[Records contained in a dataset]
==*==
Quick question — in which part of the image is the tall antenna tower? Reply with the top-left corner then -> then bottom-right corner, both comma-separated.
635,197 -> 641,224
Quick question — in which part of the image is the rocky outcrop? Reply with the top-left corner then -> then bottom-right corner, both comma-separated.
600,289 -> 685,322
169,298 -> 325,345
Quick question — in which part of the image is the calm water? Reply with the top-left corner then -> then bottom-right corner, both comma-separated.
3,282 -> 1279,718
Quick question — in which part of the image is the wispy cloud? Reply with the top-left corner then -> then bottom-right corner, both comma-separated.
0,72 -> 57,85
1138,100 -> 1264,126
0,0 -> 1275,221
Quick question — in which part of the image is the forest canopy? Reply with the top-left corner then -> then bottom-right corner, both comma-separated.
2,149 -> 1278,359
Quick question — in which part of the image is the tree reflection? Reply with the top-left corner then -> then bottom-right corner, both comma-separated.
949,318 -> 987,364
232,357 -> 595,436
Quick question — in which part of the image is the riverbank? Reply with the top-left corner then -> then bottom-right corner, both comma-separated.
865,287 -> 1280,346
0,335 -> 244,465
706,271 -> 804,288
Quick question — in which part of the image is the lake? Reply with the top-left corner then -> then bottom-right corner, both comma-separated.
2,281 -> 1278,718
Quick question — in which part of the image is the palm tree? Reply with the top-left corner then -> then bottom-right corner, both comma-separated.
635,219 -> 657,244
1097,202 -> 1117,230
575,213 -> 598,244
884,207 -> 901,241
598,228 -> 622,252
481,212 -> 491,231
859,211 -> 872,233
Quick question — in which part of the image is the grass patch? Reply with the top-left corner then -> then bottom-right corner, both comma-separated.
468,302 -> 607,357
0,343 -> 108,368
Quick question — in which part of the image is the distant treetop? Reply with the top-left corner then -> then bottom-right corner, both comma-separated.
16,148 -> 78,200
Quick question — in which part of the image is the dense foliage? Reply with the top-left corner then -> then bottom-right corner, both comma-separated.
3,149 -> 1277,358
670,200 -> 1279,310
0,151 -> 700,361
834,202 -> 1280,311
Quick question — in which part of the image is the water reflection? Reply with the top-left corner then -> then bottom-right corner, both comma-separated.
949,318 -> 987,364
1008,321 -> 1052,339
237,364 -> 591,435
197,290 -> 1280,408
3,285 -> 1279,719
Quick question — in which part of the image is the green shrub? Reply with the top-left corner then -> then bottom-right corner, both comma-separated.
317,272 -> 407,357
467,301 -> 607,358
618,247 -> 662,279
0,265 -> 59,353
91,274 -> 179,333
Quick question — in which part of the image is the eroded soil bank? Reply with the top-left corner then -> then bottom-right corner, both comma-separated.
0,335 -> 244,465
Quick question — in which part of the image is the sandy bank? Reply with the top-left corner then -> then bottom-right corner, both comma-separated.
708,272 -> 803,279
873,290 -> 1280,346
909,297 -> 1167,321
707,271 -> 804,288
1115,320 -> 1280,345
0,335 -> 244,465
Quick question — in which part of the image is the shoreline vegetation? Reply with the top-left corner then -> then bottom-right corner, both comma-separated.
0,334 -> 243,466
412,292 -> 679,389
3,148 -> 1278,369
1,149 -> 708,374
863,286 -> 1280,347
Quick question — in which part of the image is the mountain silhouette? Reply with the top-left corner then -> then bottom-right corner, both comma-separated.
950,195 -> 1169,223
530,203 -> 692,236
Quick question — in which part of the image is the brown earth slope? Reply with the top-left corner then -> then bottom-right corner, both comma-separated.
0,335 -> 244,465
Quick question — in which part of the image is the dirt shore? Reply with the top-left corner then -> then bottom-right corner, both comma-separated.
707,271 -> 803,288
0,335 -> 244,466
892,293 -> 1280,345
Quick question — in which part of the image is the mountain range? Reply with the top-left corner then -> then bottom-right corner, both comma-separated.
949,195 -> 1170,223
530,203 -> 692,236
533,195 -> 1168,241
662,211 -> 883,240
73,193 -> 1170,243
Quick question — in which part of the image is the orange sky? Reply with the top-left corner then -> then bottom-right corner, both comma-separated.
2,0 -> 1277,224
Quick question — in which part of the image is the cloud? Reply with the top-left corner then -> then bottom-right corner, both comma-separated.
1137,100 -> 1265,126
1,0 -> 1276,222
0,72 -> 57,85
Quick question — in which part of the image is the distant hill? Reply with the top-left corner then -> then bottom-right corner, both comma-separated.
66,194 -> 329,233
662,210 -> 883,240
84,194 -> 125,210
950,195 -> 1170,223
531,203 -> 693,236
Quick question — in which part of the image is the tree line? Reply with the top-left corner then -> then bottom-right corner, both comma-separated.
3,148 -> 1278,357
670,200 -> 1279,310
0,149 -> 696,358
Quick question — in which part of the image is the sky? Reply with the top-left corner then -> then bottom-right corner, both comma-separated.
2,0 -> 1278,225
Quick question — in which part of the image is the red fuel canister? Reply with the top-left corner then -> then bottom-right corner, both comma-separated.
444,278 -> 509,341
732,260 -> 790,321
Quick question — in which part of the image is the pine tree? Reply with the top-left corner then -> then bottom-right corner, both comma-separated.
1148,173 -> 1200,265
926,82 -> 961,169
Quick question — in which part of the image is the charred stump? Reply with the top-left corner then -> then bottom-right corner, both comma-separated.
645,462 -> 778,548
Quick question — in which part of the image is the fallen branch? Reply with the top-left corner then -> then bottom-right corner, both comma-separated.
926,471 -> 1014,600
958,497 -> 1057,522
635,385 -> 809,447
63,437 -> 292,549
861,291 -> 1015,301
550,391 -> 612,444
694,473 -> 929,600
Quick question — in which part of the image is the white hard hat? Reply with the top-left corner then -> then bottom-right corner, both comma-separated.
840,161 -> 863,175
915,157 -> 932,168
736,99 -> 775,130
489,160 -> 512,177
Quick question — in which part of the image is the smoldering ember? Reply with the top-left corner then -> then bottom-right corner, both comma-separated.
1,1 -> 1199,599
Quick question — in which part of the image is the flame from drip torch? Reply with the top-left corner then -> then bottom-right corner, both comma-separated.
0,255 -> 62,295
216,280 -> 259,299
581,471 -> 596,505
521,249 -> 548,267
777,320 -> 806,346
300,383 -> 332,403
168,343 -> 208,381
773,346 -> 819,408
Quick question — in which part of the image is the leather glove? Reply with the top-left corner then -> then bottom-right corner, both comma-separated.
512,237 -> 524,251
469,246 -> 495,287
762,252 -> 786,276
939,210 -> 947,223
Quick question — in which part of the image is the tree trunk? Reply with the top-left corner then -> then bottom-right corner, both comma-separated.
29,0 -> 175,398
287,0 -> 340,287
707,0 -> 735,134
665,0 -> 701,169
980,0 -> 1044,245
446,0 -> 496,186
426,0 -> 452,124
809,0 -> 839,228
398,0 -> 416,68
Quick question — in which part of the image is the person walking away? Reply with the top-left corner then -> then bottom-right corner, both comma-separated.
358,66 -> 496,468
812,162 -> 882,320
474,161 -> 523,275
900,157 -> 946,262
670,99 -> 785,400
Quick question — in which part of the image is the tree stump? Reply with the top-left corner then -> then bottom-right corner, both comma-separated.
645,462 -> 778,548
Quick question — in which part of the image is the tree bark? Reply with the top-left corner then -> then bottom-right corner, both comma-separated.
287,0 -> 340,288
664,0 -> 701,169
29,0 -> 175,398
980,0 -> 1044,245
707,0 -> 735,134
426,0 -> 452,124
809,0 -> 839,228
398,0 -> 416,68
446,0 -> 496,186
==*==
[Work request] Exactly as they appear above, return all of the records.

[Exercise output]
Quick question — in which part of the image is the tall antenna tower? Reply with the top-left corner then -> then bottom-right corner, both comma-separated.
635,197 -> 641,224
Quick question — in which part of the image is the rocky outcrop? Reply with the top-left corner then -> then bottom-right corner, both comma-separated.
600,289 -> 685,322
169,298 -> 325,345
Quick question — in which part of the image is the calm water? Reply with the top-left corner then -> then bottom-right corner, both comma-separated.
3,282 -> 1279,718
Quick question — in which part of the image is the wispy cloud? Reply with the top-left corner then -> then bottom-right corner, both comma-separated.
0,72 -> 57,85
1138,100 -> 1264,126
0,0 -> 1275,221
Quick question — in which part of the image is the forest canopy? Reply with the top-left corner then -> then bottom-right corner, both comma-separated.
2,149 -> 1278,359
Quick question — in which part of the image is the tree reflection? Reply with the top-left corner then -> then bottom-right corner, both comma-separated.
949,318 -> 987,364
232,357 -> 595,436
Quick question — in which part of the image is the riverbank? Reply with the top-left corner then -> then bottom-right corner, both comma-separated.
865,287 -> 1280,346
0,335 -> 244,465
706,271 -> 804,288
Quick question — in which part of the image is the lake? Reply with the top-left corner then -> then bottom-right corner, both comma-separated.
2,281 -> 1278,718
Quick question — in which part of the image is the palm tree? Reply with the top-left corner then -> then bottom-right corner, both comma-separated.
635,219 -> 657,244
1097,202 -> 1117,230
575,213 -> 598,244
884,207 -> 901,241
598,228 -> 622,252
481,212 -> 491,231
859,211 -> 872,233
Quick question — in which part of the image is the grass patch? Reply with the top-left corner then -> then bottom-right corner, both comma-separated.
468,302 -> 607,357
0,343 -> 108,368
Quick question — in which part of the image is the distant treetop? Reply with the top-left corner then -> then bottom-right corner, both comma-separated.
16,148 -> 78,200
Quick question — in which part of the image is the dense foliage? Reply with the top-left corner then -> then bottom-right corner, both comma-separated.
3,149 -> 1277,358
670,200 -> 1279,310
0,151 -> 700,361
834,202 -> 1280,311
Quick question — in which part of the image is the water reflection? Reply with the top-left corner then -> then bottom-right corner, both comma-separated.
949,318 -> 987,364
1008,321 -> 1052,339
237,364 -> 591,435
197,290 -> 1280,408
3,285 -> 1279,719
Quick question — in which part of the image is the green shrub? Reply with the top-left corner then -> then bottom-right corner, both comma-separated.
317,272 -> 407,357
467,301 -> 607,358
618,247 -> 662,279
0,265 -> 59,353
91,274 -> 179,333
Quick question — in which part of the image is the eroded soil bank? Reply with the top-left corner then -> then bottom-right corner, both comma-separated.
0,335 -> 244,465
Quick question — in which part of the image is the sandy bank? Reply with the top-left corner then -> then bottom-right corner, both comma-separated.
708,272 -> 803,279
873,290 -> 1280,346
909,297 -> 1167,321
707,271 -> 804,288
1115,320 -> 1280,345
0,335 -> 244,465
Quick question — in which part of the image is the shoreline vegetation? Reply with the top-left corner then -> then bottom-right corner, both comma-separated.
0,334 -> 243,466
412,292 -> 679,389
3,148 -> 1278,369
1,149 -> 708,374
863,286 -> 1280,347
Quick question — in which part of the image is the mountain silhouette? Reply with the top-left corner then -> then bottom-right corner, both comma-separated.
950,195 -> 1169,223
530,203 -> 692,236
Quick question — in which part of the image is the brown earth slope? Reply with the top-left corner then -> then bottom-right corner, both comma-separated.
0,335 -> 244,465
Quick question — in which part of the image is the dirt shore? Reply with the top-left corner then -> then bottom-right corner, both comma-separated.
707,271 -> 803,288
0,335 -> 244,466
892,293 -> 1280,345
Quick question — in which part of the image is the mountain range? Reply with the top-left corner then -> then bottom-right corner, both comma-separated.
949,195 -> 1170,223
530,203 -> 692,236
533,195 -> 1168,241
662,211 -> 883,240
73,193 -> 1170,243
Quick question — in which part of the image is the orange sky? Reply with the top-left corner then -> then bottom-right corner, both comma-separated.
2,0 -> 1277,224
Quick question — in which part of the image is the cloud? Reply with the top-left corner then -> then bottom-right corner, both comma-separated.
1137,100 -> 1265,126
1,0 -> 1276,222
0,72 -> 57,85
Quick question — in which part of the image is the distant hill? Reply with the top-left corner then -> then bottom-right corner, both comma-separated.
66,194 -> 329,233
662,210 -> 883,240
84,194 -> 125,210
950,195 -> 1170,223
531,203 -> 693,236
Quick question — in which part of the image is the tree line? Reply with the top-left corner then -> then bottom-right corner, both comma-separated.
3,148 -> 1278,357
670,200 -> 1279,310
0,149 -> 696,358
Quick question — in which part of the image is the sky? Reply with the top-left corner then -> then bottom-right corner, both comma-separated.
2,0 -> 1278,225
Quick question — in which part of the image is the red fuel canister? Reply with the top-left corner then -> then bottom-right corner, both comma-separated.
444,278 -> 509,341
732,260 -> 790,321
Quick question — in which part of the image is the pine tree? Reply with the top-left corner then -> then bottom-right corner, both comma-separated.
1148,173 -> 1200,265
926,82 -> 961,169
Quick question — in which part of the image is the charred stump? Reply with the top-left corner then -> then bottom-right corner, both comma-separated.
645,462 -> 778,548
Quick question — in which part of the image is the fallen branch? Reply with the top-left corner then -> then bottom-right corner, both comma-separated.
926,471 -> 1014,600
958,497 -> 1057,522
635,385 -> 809,447
63,437 -> 292,549
861,291 -> 1015,301
550,391 -> 612,444
694,473 -> 929,600
Quick question — in which part of the image is the white hard hat? Reply with the top-left corner then -> then bottom-right corner, both comma-separated.
840,161 -> 863,175
915,157 -> 932,168
736,99 -> 775,130
489,160 -> 512,177
Quick question — in which part of the image is the smoldering ember? Reply with the top-left corner then -> then bottom-right corner, both comma-separated.
1,1 -> 1199,599
Quick question — in which part of the image is the flame from drip torch? Reply with the top-left corner then -> then bottom-right corner, both comma-separated.
0,255 -> 62,295
216,280 -> 259,299
581,471 -> 596,505
521,249 -> 548,267
777,320 -> 806,346
300,383 -> 332,403
168,343 -> 208,381
773,346 -> 819,408
Quick question — in which part of the image is the leather glove? Reply with the top-left corner then -> then bottom-right corner, both comma-separated.
512,237 -> 524,251
469,246 -> 495,287
762,252 -> 786,276
939,210 -> 947,223
Quick question — in which part of the image is the tree trunk? Reply with the top-left corner then -> then bottom-right corner, both comma-separated.
29,0 -> 175,398
287,0 -> 340,287
707,0 -> 735,134
665,0 -> 701,169
980,0 -> 1044,245
446,0 -> 496,186
426,0 -> 452,124
809,0 -> 839,228
398,0 -> 416,68
Quick question — in which part of the image is the person walking away? Reply with the top-left corner then -> then bottom-right corner, both comma-separated.
358,66 -> 496,468
812,162 -> 882,320
474,161 -> 523,275
900,157 -> 946,262
670,99 -> 785,400
Quick question — in which part of the image is the tree stump? Reply with the top-left corner then -> then bottom-right corner, both comma-separated.
645,462 -> 778,548
Quick question — in which part of the image is the tree bark? Reply with the top-left corner then -> then bottom-right corner, both comma-separated.
287,0 -> 340,288
664,0 -> 701,169
29,0 -> 175,398
980,0 -> 1044,245
707,0 -> 735,134
426,0 -> 452,124
809,0 -> 839,228
398,0 -> 416,68
446,0 -> 496,186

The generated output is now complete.